Written tasks:
- 1) Repeat the passage on Islamic modernism from "Esposito finds that" up to and including "ideas and institutions.".
- 2) Write the next part of the passage on Islamic modernism, starting after its last sentence.

Text passage:
At the same time, many areas of the Islamic world experienced the impact of the economic and military challenge of an emerging and modernizing West beginning in the eighteenth century. Declining Muslim fortunes also reversed the relationship of the Islamic world to the West, from that of an expanding offensive movement to a defensive posture. Muslim responses to these changes ranged from rejection to adaptation, from Islamic withdrawal to acculturation and reform. Some responded by secular reform, and by the late nineteenth and early twentieth centuries, Islamic modernist movements had also developed in an attempt to bridge the gap between tradition and modernity by offering an Islamic rationale for modern political, legal, and social change (Esposito 42-43).

Esposito finds that the modern Muslim response to modernization saw the emergence of Islamic modernist movements in the Arab world and the Indian subcontinent. Islamic conservatives wanted to revive Islam, but so did Islamic modernists. They merely had a different approach, seeing the need to revive the Muslim community through a process of reinterpretation or reformulation of their Islamic heritage in light of the contemporary world. Islamic modernists were not trying merely to restore the past but instead wanted to show the compatibility of Islam with modern ideas and institutions.

The man who was a major catalyst for reform was Jamal al-Din al-Afghani, who in the nineteenth century was the Father of Muslim nationalism. He called on Muslims to unite in order to regenerate their community and culture. He appealed to Islamic faith and pride and reminded the people of Islam's divinely revealed mandate and mission and stressed its past Islamic historical and cultural accomplishments, such as the conquests and expansion of Islam, the establishment of the Islamic Empire, and the flourishing of Islamic civilization. He did not advocate the rejectionist position of many conservative religious leaders, but his call for a return to Islam and for Muslim unity made him acceptable to them. He appealed to the younger generation with his call for acceptance of modern science and for Muslim unity, solidarity, and political action, and he made his appeal at a critical juncture in Muslim history. He identified the major concerns and issues facing the Islamic world, the causes of its growing weakness, and the major challenge to its survival. He saw the internal weakness of the Muslim community along with the external political and cultural threat of European imperialism posed a serious threat to the Islamic community. He saw the weakness of Muslim society as deriving from its stagnation and tendency to follow blindly and cling to past authority. Afghani emphasizes the dynamic, creative, and progressive character of Islam and the fact that Islam was more than a religion in the Western sense -- it was a religion and a civilization. It was the reason for being for the Muslim people both as individuals and as a socio-political community. He also saw Muslim renewal as having the political purpose of liberation from colonial rule. He said that Islam provided the common, more fundamental bond and basis for Muslim solidarity (Esposito 48-49).

Supplied information:

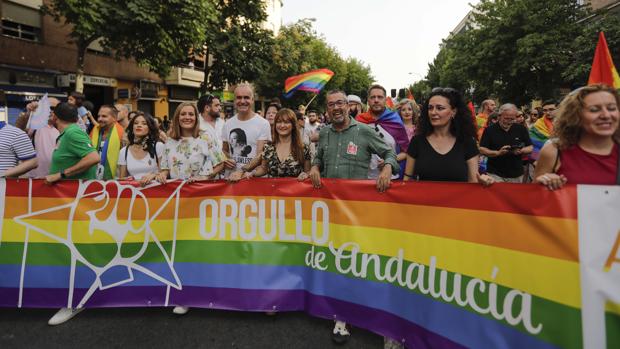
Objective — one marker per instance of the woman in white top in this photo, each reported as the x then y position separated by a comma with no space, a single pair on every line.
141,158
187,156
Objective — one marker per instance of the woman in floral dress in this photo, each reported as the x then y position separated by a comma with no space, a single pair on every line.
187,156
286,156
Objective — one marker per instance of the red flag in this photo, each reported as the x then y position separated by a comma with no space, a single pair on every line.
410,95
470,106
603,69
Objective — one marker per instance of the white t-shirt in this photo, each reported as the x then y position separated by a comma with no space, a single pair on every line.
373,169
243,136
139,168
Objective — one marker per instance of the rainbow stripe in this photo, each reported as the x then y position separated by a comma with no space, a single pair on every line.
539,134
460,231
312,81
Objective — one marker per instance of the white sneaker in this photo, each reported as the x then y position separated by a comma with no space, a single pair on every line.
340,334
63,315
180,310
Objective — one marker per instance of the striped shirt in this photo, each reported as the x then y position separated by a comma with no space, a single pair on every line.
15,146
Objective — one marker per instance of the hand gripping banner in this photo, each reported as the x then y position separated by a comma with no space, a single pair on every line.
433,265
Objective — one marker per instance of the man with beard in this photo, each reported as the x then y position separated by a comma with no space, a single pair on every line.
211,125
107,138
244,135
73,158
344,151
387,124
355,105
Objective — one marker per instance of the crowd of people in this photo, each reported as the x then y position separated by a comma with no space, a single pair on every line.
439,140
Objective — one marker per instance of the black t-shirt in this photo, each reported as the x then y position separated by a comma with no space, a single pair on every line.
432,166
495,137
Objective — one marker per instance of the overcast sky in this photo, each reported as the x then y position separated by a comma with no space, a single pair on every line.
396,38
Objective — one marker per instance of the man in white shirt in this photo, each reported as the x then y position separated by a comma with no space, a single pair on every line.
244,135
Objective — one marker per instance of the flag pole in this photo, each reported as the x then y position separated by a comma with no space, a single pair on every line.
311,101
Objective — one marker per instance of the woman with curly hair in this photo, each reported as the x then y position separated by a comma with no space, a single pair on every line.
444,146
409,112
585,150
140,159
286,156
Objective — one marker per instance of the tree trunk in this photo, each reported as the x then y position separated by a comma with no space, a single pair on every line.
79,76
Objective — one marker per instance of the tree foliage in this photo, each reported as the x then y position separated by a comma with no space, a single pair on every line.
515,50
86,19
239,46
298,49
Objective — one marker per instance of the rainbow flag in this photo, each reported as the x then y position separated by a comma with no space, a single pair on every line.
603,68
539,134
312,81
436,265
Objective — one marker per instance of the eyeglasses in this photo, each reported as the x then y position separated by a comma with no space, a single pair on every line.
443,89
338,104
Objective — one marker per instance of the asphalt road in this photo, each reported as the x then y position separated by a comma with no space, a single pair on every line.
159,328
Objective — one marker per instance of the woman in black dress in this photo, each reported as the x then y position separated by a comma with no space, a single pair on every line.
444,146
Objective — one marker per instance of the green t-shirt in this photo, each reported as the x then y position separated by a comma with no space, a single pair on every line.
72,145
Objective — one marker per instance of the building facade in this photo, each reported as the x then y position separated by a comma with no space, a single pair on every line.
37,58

---

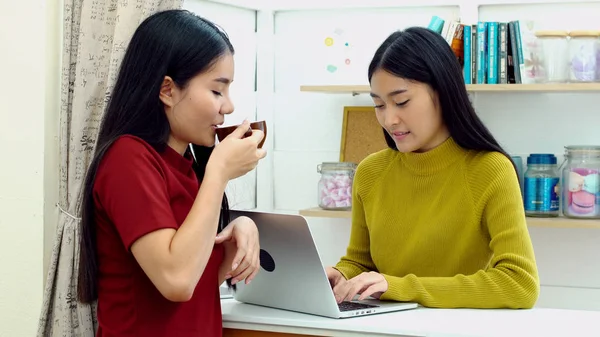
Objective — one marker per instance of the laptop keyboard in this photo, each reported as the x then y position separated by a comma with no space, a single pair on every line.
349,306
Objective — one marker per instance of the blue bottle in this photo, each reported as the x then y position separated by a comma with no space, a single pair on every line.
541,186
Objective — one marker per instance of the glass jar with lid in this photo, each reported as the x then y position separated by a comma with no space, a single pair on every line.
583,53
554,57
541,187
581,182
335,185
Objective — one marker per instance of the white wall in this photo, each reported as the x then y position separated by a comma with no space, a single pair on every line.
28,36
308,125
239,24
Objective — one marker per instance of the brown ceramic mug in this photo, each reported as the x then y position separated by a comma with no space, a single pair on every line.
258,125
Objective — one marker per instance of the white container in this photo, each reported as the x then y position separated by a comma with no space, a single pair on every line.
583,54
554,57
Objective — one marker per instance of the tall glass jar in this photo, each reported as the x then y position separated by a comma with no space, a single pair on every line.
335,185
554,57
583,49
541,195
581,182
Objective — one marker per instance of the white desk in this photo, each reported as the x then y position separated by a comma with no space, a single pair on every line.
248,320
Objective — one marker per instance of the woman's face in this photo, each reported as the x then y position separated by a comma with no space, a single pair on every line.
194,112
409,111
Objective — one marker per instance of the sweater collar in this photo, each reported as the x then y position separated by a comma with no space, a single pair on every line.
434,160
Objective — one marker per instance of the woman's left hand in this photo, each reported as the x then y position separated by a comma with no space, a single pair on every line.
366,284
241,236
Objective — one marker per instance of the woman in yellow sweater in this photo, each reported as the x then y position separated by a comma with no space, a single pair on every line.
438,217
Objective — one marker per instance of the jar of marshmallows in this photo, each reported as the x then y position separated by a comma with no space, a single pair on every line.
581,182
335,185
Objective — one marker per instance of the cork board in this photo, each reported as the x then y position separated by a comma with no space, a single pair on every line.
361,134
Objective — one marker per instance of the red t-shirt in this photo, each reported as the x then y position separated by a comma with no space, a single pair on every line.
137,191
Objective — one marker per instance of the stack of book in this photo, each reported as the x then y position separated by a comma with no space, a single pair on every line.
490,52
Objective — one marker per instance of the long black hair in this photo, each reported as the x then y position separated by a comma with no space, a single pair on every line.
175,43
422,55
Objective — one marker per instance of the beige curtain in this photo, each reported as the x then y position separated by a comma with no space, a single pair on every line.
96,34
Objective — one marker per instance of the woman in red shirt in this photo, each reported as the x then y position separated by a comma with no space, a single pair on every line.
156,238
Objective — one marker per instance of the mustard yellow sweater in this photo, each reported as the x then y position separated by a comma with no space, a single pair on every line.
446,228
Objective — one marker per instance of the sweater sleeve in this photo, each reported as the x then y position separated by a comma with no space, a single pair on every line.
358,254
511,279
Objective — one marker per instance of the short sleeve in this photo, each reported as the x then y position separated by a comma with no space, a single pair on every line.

...

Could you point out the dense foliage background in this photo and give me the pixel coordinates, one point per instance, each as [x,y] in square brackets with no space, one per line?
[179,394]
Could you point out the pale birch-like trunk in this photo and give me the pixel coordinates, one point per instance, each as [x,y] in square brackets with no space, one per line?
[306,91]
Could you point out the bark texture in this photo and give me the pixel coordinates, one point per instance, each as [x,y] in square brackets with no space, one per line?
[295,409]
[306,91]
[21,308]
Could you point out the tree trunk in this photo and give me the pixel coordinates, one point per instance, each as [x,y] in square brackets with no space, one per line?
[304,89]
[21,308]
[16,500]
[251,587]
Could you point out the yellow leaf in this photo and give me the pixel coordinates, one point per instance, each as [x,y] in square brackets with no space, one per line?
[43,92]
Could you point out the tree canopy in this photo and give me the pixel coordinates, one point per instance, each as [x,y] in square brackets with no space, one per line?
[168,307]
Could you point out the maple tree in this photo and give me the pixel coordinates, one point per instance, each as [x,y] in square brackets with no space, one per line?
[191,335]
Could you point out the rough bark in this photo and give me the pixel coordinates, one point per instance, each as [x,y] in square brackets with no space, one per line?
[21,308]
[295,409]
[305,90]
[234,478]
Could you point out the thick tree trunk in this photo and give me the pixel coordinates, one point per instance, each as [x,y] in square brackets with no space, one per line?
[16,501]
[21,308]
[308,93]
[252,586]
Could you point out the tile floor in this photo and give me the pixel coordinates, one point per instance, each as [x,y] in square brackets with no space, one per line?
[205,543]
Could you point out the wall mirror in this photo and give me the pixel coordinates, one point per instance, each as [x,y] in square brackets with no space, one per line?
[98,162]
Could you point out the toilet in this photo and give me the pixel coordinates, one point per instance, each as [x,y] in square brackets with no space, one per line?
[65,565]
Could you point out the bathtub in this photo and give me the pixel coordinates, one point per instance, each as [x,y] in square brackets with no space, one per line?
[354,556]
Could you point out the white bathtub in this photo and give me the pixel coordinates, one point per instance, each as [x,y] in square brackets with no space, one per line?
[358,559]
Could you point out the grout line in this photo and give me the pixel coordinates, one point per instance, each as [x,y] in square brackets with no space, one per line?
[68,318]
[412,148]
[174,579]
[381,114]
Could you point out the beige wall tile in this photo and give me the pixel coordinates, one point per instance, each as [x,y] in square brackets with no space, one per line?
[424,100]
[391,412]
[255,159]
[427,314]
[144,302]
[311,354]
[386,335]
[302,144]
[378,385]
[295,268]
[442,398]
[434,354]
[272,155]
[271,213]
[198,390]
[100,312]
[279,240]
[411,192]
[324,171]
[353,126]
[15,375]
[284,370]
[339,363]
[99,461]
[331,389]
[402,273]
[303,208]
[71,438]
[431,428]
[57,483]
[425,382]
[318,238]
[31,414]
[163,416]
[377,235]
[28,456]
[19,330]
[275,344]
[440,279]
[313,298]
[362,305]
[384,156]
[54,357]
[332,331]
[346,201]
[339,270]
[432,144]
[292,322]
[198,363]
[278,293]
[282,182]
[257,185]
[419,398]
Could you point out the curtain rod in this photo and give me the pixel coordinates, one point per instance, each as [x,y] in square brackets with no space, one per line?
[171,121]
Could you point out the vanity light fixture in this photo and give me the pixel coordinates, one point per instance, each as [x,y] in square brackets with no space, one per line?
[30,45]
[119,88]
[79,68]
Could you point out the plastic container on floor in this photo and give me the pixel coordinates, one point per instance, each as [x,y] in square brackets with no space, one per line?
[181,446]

In response:
- 1)
Esposito finds that the modern Muslim response to modernization saw the emergence of Islamic modernist movements in the Arab world and the Indian subcontinent. Islamic conservatives wanted to revive Islam, but so did Islamic modernists. They merely had a different approach, seeing the need to revive the Muslim community through a process of reinterpretation or reformulation of their Islamic heritage in light of the contemporary world. Islamic modernists were not trying merely to restore the past but instead wanted to show the compatibility of Islam with modern ideas and institutions.

- 2)
Another important leader was Muhammad Abduh, a religious scholar who rejected the blind following of tradition and who called for a new interpretation of Islam that would demonstrate its relevance to contemporary thought and life in the modern world. He saw no inherent conflict between religion and scientific reason: "The renewal of Islam and Muslim society should be based not simply on Western secular modernization. Abduh sought to provide the rationale for the selective integration of Islam with modern ideas and institutions" (Esposito 50).

Esposito concludes that Islamic modernists were pioneers who did not simply seek to return to the straight path of Islam but to chart its future direction: "They were pioneers who planted the seeds for the acceptance of change, a struggle that has continued" (Esposito 56). The movement toward fundamentalism and a return to the past has also continued. Binder says that Islamic fundamentalism is a relatively modern movement with doctrinal roots in the earliest period of Muslim history: "It shares with many historical Islamic movements the recurring impulse to renew the faith, to return to pristine origins, to shed the accretions of time and clime, and to recapture the vigor and simplicity of prophetic times" (Binder 170). Binder points out that modern fundamentalism owes much to Islamic modernism as well as to earlier fundamentalist and religious impulses.

Binder finds that in this century, the younger generation was offered a choice between Western cultural ideals and an even more rigid reaffirmation of a tarnished tradition. The appeal of modernism in the form of a synthesis of reason and tradition, science and faith, was strong, particularly in Egypt and pre-independence India and Pakistan. The Muslim Brotherhood was founded in Egypt in 1928 by Hasan al-Banna as a reaction to the growing influence of Western cultural and religious influence, and it and the Jama'at-i-Islami in Pakistan constituted the two most successful and influential fundamentalist movements of modern times. The latter organization was founded by Abu'l-'Ala al-Mawdudi who was highly influential in Egypt. Al-Banna was eloquent and had organizational skill, but his influence was not as great in his writings when compared to the charismatic appeal of his personality (Binder 171).

Binder describes the different levels of fundamentalist belief, from moderate to extreme. While many in the West may believe otherwise from their too-distant observation point, fanatic fundamentalism is not a necessary consequence of Islam, and Islam, says Binder, is only the ground upon which some special theory has been constructed, one that touches on the personality characteristics of a small group of believers: "The expansion of this small group of true believers into a movement of political significance depends upon many and varied factors, possibly including some kind of exemplary individual action demonstrating a devotion that goes beyond life itself" (Binder 173). Acts of terror and martyrdom are therefore not merely aimed at terrorizing or demoralizing the enemy but also at proving that the impossible is possible.

Binder notes that the more moderate wing of the Muslim Brotherhood was highly successful though it failed to win certification as a legalized political party in the elections of 1984 and won seats in 1987 still without achieving legalization: "The more moderate wing has gained wide respect among the Egyptian middle classes, as it has emphasized its preference for peaceful political methods, even if it has not ruled out all use of violence" (Binder 173).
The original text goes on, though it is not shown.